** Required task **
Please pick out every line in the records below that contains the string "woman", with matching case, and copy each of those lines.
::: Data lines
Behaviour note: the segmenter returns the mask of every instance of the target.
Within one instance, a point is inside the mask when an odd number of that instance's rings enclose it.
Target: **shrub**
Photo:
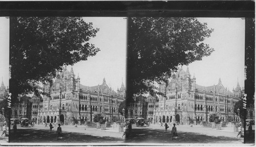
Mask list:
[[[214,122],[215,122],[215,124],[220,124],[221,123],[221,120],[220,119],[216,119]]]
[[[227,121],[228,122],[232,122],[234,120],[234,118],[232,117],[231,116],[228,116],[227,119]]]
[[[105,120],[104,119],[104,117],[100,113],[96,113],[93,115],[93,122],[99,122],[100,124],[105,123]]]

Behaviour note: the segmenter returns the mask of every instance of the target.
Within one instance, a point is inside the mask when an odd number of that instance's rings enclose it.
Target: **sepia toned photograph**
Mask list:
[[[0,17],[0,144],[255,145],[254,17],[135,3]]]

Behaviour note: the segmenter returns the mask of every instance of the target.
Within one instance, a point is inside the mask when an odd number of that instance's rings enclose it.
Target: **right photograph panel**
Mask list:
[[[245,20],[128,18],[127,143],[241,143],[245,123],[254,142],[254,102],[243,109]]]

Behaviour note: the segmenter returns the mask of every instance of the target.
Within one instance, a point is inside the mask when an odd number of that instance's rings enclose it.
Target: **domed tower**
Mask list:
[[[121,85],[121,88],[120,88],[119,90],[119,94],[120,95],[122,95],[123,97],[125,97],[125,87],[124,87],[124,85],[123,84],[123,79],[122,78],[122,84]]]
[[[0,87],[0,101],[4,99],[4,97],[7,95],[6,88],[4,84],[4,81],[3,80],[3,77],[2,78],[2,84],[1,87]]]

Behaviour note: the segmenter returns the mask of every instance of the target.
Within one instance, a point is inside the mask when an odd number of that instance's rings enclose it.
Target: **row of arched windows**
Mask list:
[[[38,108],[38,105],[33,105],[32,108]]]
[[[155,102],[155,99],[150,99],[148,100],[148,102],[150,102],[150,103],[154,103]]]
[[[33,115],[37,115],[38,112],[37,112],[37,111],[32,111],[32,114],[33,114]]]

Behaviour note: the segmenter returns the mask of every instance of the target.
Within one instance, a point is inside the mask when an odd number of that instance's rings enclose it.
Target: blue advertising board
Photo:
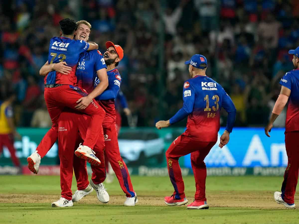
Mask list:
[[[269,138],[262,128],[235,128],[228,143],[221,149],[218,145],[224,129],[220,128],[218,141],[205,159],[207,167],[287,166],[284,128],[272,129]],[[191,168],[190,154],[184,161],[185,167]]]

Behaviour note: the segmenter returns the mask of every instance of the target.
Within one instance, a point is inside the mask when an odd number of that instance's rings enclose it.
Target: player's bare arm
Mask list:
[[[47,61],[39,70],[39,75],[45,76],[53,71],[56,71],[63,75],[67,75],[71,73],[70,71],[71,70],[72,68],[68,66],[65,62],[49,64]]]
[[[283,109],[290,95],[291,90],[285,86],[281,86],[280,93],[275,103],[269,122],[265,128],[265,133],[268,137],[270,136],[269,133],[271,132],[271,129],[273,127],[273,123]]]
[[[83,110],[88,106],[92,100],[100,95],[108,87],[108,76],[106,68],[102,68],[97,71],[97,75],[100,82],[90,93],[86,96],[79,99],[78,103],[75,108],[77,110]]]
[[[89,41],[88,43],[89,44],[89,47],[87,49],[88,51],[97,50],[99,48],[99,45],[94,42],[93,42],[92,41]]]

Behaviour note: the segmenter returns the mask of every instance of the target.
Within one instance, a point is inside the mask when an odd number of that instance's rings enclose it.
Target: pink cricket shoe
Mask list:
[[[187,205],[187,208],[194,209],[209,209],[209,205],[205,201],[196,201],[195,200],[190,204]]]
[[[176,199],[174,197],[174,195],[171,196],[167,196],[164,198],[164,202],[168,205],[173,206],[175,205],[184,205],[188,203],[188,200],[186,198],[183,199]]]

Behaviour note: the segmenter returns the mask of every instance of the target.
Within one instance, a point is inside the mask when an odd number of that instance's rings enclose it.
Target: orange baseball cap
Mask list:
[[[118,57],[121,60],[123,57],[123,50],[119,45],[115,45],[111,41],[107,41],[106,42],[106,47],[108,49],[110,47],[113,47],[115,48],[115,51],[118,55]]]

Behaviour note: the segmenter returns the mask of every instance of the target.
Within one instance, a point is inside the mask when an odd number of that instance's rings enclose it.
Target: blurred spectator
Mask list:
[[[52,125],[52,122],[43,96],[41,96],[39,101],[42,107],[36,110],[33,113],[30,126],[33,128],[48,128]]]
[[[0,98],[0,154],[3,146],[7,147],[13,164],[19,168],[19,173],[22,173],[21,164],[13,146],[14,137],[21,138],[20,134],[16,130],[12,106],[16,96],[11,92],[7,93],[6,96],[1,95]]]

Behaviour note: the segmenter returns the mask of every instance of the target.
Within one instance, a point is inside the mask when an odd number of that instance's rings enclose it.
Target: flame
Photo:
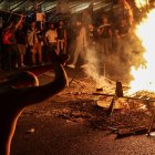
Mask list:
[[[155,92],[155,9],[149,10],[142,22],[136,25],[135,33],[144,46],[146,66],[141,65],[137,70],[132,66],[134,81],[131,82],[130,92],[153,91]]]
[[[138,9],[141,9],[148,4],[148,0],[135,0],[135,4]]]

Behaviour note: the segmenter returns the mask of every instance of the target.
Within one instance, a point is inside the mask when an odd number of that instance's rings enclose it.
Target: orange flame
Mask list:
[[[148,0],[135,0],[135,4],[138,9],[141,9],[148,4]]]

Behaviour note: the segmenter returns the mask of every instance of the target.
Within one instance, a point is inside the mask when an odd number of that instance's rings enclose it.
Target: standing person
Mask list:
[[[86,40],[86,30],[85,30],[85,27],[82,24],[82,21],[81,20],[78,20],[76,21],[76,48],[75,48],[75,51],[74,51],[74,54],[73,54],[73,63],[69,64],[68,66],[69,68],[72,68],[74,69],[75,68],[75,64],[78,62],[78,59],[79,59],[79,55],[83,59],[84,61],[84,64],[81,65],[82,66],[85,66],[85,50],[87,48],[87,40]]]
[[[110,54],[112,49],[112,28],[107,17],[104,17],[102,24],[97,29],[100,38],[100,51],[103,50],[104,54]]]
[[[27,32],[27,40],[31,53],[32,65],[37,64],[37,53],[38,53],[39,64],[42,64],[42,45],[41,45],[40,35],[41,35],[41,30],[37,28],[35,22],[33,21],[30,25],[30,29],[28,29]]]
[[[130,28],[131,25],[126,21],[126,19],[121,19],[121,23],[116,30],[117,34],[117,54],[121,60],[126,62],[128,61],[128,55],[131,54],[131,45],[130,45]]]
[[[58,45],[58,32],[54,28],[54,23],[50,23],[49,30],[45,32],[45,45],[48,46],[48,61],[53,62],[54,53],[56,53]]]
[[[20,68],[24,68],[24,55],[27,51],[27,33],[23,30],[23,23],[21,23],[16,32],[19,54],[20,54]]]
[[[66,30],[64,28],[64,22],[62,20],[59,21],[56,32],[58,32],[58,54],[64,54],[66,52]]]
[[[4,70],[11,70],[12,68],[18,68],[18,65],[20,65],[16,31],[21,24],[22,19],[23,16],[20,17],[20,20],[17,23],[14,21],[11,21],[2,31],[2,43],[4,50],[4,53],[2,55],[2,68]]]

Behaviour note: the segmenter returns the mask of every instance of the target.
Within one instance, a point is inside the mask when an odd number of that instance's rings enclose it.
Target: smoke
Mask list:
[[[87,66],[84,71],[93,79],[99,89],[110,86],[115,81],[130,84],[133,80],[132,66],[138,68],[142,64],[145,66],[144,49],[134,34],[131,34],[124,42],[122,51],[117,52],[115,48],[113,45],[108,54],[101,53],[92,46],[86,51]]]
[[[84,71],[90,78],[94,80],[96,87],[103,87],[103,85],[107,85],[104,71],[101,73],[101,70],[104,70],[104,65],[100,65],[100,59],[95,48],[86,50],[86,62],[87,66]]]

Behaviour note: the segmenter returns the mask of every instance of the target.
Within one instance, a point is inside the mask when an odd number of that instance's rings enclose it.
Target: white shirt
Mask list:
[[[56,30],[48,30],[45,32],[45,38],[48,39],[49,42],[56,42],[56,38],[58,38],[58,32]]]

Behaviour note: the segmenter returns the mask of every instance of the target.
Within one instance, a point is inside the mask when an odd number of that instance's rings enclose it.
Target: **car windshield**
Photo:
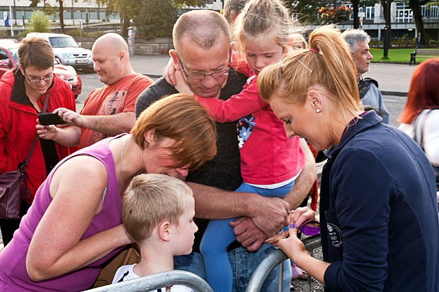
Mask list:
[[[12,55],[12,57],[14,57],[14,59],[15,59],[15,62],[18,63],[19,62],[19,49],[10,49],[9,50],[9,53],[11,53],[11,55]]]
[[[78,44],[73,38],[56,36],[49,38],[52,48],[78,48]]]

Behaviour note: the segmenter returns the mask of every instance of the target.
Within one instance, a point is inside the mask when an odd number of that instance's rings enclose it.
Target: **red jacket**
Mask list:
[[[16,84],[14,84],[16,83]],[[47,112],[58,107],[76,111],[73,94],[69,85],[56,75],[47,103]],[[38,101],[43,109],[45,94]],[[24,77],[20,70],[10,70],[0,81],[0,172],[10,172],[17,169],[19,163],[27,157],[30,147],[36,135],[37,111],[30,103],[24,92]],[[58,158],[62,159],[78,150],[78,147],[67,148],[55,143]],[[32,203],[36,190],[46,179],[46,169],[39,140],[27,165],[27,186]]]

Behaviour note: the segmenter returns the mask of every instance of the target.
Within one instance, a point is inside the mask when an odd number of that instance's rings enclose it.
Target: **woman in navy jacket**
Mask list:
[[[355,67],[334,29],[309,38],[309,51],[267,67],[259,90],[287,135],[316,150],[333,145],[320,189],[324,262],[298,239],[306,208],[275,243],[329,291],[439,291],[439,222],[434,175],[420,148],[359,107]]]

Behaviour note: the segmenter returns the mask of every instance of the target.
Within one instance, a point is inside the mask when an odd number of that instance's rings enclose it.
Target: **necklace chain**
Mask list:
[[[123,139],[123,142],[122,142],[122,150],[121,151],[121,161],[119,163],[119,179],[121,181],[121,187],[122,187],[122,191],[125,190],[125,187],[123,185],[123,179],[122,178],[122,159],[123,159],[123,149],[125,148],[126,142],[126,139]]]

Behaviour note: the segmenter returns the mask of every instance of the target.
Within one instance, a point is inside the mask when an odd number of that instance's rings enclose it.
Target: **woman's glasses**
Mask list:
::::::
** Exercise solution **
Target: **woman in navy jacket**
Target: **woman's glasses**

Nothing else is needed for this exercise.